Each record, word for word and stripped of pictures, is what the answer should contain.

DATA EXTRACTS
<<<<

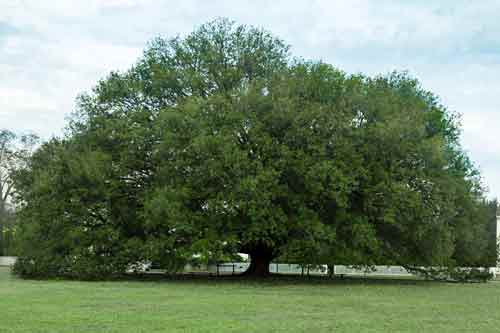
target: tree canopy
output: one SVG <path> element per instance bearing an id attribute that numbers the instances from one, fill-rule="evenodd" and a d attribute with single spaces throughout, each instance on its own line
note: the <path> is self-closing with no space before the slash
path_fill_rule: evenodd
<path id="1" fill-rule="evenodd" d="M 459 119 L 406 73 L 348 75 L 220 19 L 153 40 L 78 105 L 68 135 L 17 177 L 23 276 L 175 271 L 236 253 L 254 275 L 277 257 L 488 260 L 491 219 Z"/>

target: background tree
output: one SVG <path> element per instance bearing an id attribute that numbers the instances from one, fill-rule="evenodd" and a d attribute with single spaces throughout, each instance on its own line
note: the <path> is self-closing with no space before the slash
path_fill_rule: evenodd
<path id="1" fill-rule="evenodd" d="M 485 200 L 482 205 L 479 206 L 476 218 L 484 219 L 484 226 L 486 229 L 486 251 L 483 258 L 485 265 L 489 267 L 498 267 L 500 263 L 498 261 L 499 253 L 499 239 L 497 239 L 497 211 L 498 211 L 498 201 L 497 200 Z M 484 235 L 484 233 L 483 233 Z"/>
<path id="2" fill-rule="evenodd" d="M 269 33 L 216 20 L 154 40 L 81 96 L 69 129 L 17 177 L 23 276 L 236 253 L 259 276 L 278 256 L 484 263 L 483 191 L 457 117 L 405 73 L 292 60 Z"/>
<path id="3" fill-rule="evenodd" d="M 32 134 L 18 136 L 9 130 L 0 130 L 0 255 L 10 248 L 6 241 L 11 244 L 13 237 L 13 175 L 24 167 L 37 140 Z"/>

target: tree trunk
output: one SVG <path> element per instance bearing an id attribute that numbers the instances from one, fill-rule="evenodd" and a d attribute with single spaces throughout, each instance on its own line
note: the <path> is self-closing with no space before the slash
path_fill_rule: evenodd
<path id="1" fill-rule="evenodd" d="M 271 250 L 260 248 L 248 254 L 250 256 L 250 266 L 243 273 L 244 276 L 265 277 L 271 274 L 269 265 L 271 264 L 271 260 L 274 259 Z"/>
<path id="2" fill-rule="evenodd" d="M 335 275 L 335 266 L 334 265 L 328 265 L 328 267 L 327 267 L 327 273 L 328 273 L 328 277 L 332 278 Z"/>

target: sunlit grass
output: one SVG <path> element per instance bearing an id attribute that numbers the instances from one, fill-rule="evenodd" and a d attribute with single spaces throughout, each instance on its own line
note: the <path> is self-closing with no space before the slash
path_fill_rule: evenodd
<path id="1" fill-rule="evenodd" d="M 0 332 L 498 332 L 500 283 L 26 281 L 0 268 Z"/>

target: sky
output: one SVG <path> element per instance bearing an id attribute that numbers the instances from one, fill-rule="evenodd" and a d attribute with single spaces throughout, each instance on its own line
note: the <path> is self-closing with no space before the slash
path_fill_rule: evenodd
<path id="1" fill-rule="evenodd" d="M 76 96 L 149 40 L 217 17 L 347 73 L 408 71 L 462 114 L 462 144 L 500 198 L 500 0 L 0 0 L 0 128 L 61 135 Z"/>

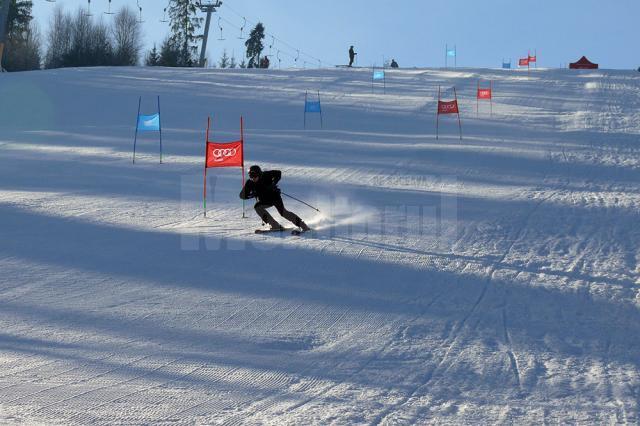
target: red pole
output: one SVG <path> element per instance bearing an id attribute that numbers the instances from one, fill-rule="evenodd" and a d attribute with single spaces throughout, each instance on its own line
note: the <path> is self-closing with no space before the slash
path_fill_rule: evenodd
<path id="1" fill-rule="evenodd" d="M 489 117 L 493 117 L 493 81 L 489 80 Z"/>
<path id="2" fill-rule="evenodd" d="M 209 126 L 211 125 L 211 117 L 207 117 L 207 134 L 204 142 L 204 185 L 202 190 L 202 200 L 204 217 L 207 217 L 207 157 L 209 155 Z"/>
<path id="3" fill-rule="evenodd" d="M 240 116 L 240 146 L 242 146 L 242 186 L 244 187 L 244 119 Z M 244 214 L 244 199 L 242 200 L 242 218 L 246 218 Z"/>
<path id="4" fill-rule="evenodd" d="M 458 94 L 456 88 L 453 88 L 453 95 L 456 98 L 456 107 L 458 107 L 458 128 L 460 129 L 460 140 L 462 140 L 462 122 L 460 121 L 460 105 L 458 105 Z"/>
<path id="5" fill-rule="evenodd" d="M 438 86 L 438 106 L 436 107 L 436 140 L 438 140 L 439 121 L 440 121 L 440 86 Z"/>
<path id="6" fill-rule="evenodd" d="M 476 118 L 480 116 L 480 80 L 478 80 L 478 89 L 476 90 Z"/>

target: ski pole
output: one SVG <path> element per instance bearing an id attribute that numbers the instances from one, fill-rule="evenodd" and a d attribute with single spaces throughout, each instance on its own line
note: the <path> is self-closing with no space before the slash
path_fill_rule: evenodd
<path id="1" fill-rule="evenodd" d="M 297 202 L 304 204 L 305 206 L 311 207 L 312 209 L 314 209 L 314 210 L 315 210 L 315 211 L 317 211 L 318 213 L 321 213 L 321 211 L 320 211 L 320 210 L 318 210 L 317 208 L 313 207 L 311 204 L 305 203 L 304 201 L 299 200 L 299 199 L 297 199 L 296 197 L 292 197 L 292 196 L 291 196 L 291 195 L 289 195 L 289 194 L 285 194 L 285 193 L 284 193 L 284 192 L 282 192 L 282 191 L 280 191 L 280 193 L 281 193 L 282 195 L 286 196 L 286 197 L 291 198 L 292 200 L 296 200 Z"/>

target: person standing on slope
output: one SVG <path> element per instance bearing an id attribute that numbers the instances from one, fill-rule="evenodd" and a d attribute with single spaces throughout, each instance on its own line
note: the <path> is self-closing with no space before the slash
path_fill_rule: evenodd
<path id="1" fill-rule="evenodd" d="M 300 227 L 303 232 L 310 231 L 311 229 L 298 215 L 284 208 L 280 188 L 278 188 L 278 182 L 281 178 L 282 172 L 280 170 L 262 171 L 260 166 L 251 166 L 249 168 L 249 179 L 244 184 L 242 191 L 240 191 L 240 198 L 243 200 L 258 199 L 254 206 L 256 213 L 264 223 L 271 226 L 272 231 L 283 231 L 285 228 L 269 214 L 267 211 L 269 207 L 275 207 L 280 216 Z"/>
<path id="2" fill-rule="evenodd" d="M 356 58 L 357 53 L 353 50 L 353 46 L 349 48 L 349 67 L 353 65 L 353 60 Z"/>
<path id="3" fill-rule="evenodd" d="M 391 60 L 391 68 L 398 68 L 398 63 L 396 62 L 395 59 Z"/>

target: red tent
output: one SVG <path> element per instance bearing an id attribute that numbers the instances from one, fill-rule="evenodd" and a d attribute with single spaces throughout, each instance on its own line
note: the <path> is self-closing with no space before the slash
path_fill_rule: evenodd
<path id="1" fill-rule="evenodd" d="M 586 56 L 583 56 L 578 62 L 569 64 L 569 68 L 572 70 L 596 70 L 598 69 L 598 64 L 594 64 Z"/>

>>>>

SOLUTION BELOW
target: tree canopy
output: one SVG <path> element per instance bearing an id attribute that numbers the instances from one, fill-rule="evenodd" and a d attribute with single spaces throughout, each instance on its own line
note: the <path> is self-closing with no space before the slash
path_fill_rule: evenodd
<path id="1" fill-rule="evenodd" d="M 459 119 L 406 73 L 348 75 L 220 19 L 153 40 L 78 105 L 68 135 L 17 177 L 23 276 L 175 271 L 236 253 L 254 275 L 277 257 L 488 260 L 491 219 Z"/>

target: background tree
output: one SVG <path> element per instance bearing an id attribute that numbers the instances from one, fill-rule="evenodd" and a d attribute with single spaces throughout, each instance on its own line
note: the <path> is self-closing with no space before the slash
path_fill_rule: evenodd
<path id="1" fill-rule="evenodd" d="M 485 200 L 482 205 L 479 206 L 476 218 L 484 219 L 484 226 L 486 229 L 486 251 L 483 258 L 485 265 L 489 267 L 498 267 L 500 263 L 498 261 L 499 253 L 499 239 L 497 239 L 497 211 L 498 211 L 498 201 L 497 200 Z M 484 235 L 484 233 L 483 233 Z"/>
<path id="2" fill-rule="evenodd" d="M 269 33 L 216 20 L 154 40 L 81 96 L 69 129 L 17 177 L 23 276 L 236 253 L 259 276 L 278 256 L 484 263 L 483 191 L 457 117 L 405 73 L 292 60 Z"/>
<path id="3" fill-rule="evenodd" d="M 32 134 L 18 136 L 9 130 L 0 130 L 0 255 L 10 248 L 6 241 L 11 244 L 13 237 L 13 175 L 24 167 L 37 140 Z"/>

target: tree trunk
output: one SVG <path> element per instance bearing an id attribute that numbers the instances from one, fill-rule="evenodd" and a d attribute with single spaces throughout, each instance on its own line
note: the <path> is self-closing with no space before the slash
path_fill_rule: evenodd
<path id="1" fill-rule="evenodd" d="M 271 250 L 260 248 L 248 254 L 250 256 L 250 266 L 243 273 L 244 276 L 265 277 L 271 274 L 269 265 L 271 264 L 271 260 L 274 259 Z"/>
<path id="2" fill-rule="evenodd" d="M 335 275 L 335 266 L 334 265 L 328 265 L 328 267 L 327 267 L 327 273 L 328 273 L 328 277 L 332 278 Z"/>

target: sunlit grass
output: one SVG <path> element per instance bearing an id attribute that numbers the instances from one, fill-rule="evenodd" and a d attribute with single spaces throughout, each instance on its own line
note: the <path> is self-closing with no space before the slash
path_fill_rule: evenodd
<path id="1" fill-rule="evenodd" d="M 0 332 L 498 332 L 500 283 L 26 281 L 0 268 Z"/>

target: sky
output: one SVG <path> element per instance bearing an id attribute that numbers the instances from one, fill-rule="evenodd" and a d attribute with single spaces throughout, each instance on its own line
note: the <path> is self-closing with no space before the slash
path_fill_rule: evenodd
<path id="1" fill-rule="evenodd" d="M 76 96 L 149 40 L 217 17 L 347 73 L 408 71 L 462 114 L 462 144 L 500 198 L 500 0 L 0 0 L 0 128 L 61 135 Z"/>

target: red pole
output: one SVG <path> element per instance bearing an id attribute that numbers the instances from one, fill-rule="evenodd" and a d attribute with single spaces throughout, each instance on its own line
note: the <path> is self-closing with no space before the slash
path_fill_rule: evenodd
<path id="1" fill-rule="evenodd" d="M 489 117 L 493 117 L 493 81 L 489 80 Z"/>
<path id="2" fill-rule="evenodd" d="M 209 126 L 211 125 L 211 117 L 207 117 L 207 134 L 204 142 L 204 185 L 202 190 L 202 200 L 204 217 L 207 217 L 207 157 L 209 155 Z"/>
<path id="3" fill-rule="evenodd" d="M 240 116 L 240 146 L 242 146 L 242 186 L 244 187 L 244 119 Z M 244 214 L 244 199 L 242 200 L 242 218 L 246 218 Z"/>
<path id="4" fill-rule="evenodd" d="M 458 94 L 456 88 L 453 88 L 453 95 L 456 98 L 456 107 L 458 107 L 458 128 L 460 129 L 460 140 L 462 140 L 462 122 L 460 121 L 460 105 L 458 105 Z"/>
<path id="5" fill-rule="evenodd" d="M 438 86 L 438 106 L 436 107 L 436 140 L 438 140 L 439 121 L 440 121 L 440 86 Z"/>
<path id="6" fill-rule="evenodd" d="M 476 118 L 480 116 L 480 80 L 478 80 L 478 89 L 476 90 Z"/>

target: ski pole
output: one SVG <path> element per instance bearing an id attribute that numbers the instances from one, fill-rule="evenodd" and a d attribute with single spaces throughout, each instance on its own line
note: the <path> is self-closing with no space before the slash
path_fill_rule: evenodd
<path id="1" fill-rule="evenodd" d="M 297 202 L 304 204 L 305 206 L 311 207 L 312 209 L 314 209 L 314 210 L 315 210 L 315 211 L 317 211 L 318 213 L 321 213 L 321 211 L 320 211 L 320 210 L 318 210 L 317 208 L 313 207 L 311 204 L 305 203 L 304 201 L 299 200 L 299 199 L 297 199 L 296 197 L 292 197 L 292 196 L 291 196 L 291 195 L 289 195 L 289 194 L 285 194 L 285 193 L 284 193 L 284 192 L 282 192 L 282 191 L 280 191 L 280 193 L 281 193 L 282 195 L 286 196 L 286 197 L 291 198 L 292 200 L 296 200 Z"/>

target: person standing on slope
output: one SVG <path> element per instance bearing an id attribute that numbers the instances from one, fill-rule="evenodd" and a d attribute with single spaces throughout, each instance on its own line
note: the <path> is self-closing with no space before the slash
path_fill_rule: evenodd
<path id="1" fill-rule="evenodd" d="M 300 227 L 303 232 L 310 231 L 311 229 L 298 215 L 284 208 L 280 188 L 278 188 L 278 182 L 281 178 L 282 172 L 280 170 L 262 171 L 260 166 L 251 166 L 249 168 L 249 179 L 244 184 L 242 191 L 240 191 L 240 198 L 243 200 L 258 199 L 254 206 L 256 213 L 264 223 L 271 226 L 272 231 L 283 231 L 285 228 L 269 214 L 267 211 L 269 207 L 275 207 L 280 216 Z"/>
<path id="2" fill-rule="evenodd" d="M 356 58 L 357 53 L 353 50 L 353 46 L 349 48 L 349 67 L 353 65 L 353 60 Z"/>
<path id="3" fill-rule="evenodd" d="M 391 60 L 391 68 L 398 68 L 398 63 L 396 62 L 395 59 Z"/>

target: red tent
output: one SVG <path> element per instance bearing an id attribute that numbers the instances from one, fill-rule="evenodd" and a d attribute with single spaces throughout, each instance on its own line
note: the <path> is self-closing with no space before the slash
path_fill_rule: evenodd
<path id="1" fill-rule="evenodd" d="M 586 56 L 583 56 L 578 62 L 569 64 L 569 68 L 572 70 L 596 70 L 598 69 L 598 64 L 594 64 Z"/>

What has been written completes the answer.